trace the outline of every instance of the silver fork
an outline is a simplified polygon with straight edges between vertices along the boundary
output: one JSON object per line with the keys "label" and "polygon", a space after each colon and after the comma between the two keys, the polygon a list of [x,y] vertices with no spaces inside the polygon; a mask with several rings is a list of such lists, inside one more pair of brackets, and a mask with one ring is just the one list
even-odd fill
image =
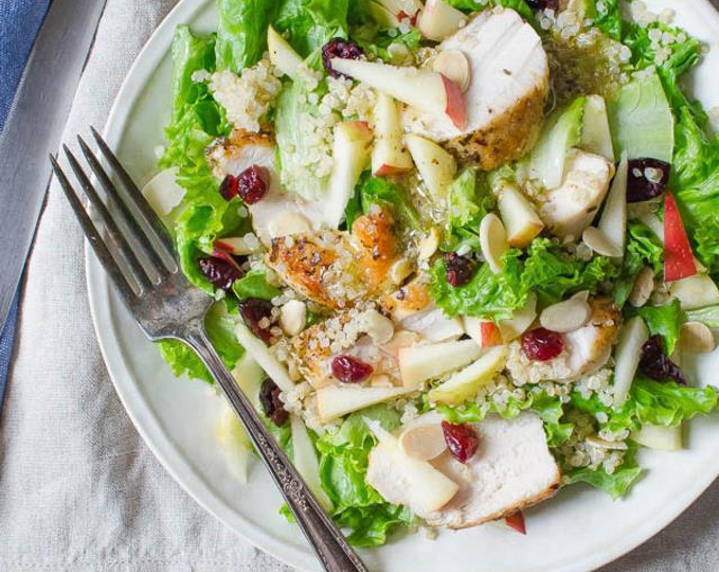
{"label": "silver fork", "polygon": [[213,299],[193,286],[180,271],[173,241],[162,222],[102,137],[94,129],[92,133],[122,191],[85,141],[79,137],[78,140],[104,190],[112,214],[75,155],[67,145],[63,149],[101,227],[88,215],[55,158],[50,157],[50,160],[86,236],[127,308],[151,340],[179,340],[191,348],[207,366],[247,430],[324,569],[328,572],[367,572],[362,560],[265,429],[210,342],[204,321]]}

TO BE DONE → Transcribe the full listing character for character. Pictures are excluded.

SOLVED PROBLEM →
trace the outline of every instance of the silver fork
an outline is a simplified polygon with straight edges between vertices along the boundary
output: one JSON object per line with the keys "label" and "polygon", a space after each colon and after the comma between the two keys, the polygon a list of [x,y] vertices with no spaces inside the polygon; a mask with several rings is a list of such lists, inside one more pair of brackets, and a mask with one ring is just the one list
even-odd fill
image =
{"label": "silver fork", "polygon": [[213,299],[193,286],[180,271],[173,241],[162,222],[102,137],[94,129],[92,133],[122,191],[85,141],[79,137],[78,140],[104,190],[112,214],[75,155],[67,145],[63,149],[101,227],[88,215],[55,158],[50,157],[50,160],[86,236],[127,308],[151,340],[179,340],[191,348],[207,366],[247,430],[324,569],[328,572],[367,572],[362,560],[265,429],[210,342],[204,321]]}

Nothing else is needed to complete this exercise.